- _DATA RECORDS_
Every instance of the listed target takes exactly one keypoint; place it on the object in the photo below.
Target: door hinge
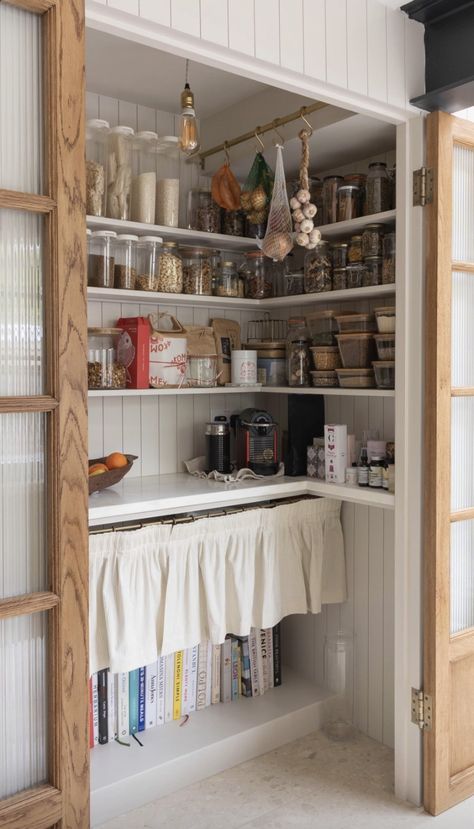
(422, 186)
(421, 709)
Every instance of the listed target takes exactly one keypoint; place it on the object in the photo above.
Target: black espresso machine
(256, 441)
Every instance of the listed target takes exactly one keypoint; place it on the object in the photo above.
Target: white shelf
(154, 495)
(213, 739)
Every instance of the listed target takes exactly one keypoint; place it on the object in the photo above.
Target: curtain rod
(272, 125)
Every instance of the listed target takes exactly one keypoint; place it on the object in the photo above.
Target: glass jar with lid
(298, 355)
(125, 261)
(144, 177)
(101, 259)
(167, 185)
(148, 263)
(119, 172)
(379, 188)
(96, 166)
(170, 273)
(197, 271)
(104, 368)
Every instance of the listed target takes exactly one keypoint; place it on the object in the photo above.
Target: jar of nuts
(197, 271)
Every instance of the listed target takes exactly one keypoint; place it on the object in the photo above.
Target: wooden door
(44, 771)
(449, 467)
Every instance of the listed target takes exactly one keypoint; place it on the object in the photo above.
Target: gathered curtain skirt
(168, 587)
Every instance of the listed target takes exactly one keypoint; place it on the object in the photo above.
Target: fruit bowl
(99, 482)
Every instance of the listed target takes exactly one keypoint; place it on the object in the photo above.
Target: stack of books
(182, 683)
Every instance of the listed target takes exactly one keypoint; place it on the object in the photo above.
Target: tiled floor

- _TASK TO COMPLETE_
Write out, without alteration, the line that contains "Target: stack of books" and all subsequent lines down to the end of the data above.

- _ANSWER TO THIS PROBLEM_
Target: stack of books
(182, 683)
Every instance of the listed target takes exactly one keypoint; place it on the object in the photo above.
Target: tiled floor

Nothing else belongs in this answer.